── Материал для обработки
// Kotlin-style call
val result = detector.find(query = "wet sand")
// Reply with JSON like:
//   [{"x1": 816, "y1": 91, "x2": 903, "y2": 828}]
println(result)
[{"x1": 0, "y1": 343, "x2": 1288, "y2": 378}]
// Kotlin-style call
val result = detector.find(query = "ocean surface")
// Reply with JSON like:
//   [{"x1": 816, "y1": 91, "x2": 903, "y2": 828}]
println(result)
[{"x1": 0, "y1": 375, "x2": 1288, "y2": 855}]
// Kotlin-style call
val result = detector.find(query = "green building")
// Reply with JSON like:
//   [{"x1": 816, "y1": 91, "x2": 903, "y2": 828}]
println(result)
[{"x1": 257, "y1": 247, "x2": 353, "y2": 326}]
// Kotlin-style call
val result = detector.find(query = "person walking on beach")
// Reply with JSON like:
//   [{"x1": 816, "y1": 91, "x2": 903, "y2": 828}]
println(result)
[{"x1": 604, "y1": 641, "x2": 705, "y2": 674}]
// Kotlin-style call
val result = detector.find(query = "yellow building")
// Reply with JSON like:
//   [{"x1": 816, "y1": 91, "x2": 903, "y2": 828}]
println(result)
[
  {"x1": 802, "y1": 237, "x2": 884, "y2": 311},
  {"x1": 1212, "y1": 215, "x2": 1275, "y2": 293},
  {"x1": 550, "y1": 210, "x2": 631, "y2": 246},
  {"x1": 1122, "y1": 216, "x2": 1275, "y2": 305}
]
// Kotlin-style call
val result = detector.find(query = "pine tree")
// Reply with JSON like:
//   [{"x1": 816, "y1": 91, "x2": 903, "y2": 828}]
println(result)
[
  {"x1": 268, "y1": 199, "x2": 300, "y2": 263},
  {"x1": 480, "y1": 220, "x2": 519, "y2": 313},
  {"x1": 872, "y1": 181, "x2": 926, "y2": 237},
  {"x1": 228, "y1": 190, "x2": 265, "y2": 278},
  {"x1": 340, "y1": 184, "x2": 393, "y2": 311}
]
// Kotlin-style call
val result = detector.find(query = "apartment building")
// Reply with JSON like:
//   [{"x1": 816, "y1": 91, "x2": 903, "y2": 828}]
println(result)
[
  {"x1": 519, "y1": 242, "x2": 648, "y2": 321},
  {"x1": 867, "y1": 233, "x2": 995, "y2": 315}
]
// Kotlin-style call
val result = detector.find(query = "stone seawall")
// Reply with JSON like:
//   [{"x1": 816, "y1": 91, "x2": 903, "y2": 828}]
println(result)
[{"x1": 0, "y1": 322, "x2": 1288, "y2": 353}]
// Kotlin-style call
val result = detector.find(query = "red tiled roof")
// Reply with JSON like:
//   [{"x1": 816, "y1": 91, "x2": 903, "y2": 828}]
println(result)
────
■ Что сделать:
Верните из материала все строки, где встречается слово «detector», без изменений. Большие и маленькие буквы различаются.

■ Ответ на задачу:
val result = detector.find(query = "wet sand")
val result = detector.find(query = "ocean surface")
val result = detector.find(query = "green building")
val result = detector.find(query = "person walking on beach")
val result = detector.find(query = "yellow building")
val result = detector.find(query = "pine tree")
val result = detector.find(query = "apartment building")
val result = detector.find(query = "stone seawall")
val result = detector.find(query = "red tiled roof")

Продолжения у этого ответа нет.